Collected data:

....

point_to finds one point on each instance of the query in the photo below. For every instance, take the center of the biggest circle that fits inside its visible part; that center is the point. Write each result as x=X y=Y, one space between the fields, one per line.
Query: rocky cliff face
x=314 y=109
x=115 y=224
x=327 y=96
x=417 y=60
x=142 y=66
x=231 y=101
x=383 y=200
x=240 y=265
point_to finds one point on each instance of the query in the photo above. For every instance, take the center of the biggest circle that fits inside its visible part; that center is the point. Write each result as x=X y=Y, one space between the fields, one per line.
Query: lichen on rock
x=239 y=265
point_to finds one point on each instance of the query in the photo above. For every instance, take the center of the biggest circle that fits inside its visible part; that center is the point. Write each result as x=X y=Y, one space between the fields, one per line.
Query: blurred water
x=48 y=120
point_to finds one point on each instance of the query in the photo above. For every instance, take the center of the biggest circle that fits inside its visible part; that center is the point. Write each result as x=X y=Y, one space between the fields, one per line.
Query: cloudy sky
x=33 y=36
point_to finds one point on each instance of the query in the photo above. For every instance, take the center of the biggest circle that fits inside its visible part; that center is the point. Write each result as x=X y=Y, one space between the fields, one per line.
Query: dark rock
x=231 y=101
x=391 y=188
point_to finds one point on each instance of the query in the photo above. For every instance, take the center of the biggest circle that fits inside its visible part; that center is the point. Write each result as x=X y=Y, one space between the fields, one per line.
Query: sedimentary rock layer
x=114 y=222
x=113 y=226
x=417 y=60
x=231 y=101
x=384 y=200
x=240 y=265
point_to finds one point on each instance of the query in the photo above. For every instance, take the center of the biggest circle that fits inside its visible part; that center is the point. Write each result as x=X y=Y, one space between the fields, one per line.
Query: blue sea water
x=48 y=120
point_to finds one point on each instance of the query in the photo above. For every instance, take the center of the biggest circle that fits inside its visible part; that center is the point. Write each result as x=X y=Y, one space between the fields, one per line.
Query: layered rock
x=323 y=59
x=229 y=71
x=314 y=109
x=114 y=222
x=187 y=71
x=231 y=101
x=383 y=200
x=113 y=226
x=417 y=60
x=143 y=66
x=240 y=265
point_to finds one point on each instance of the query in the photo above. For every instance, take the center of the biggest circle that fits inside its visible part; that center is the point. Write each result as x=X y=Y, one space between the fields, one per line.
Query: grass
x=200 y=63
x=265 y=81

....

• Given task:
Rewrite the listing from its first line through the line that contains "x=115 y=224", including both of those lines and the requests. Add -144 to every coordinate in the answers.

• Response for this exercise:
point_to finds one point on each instance of the query in the photo below. For every instance, take the center of the biggest circle that fits inside its visible part; that center is the point. Write each result as x=X y=Y, one space between the fields, one per line.
Query: rocky cliff face
x=170 y=-35
x=-29 y=80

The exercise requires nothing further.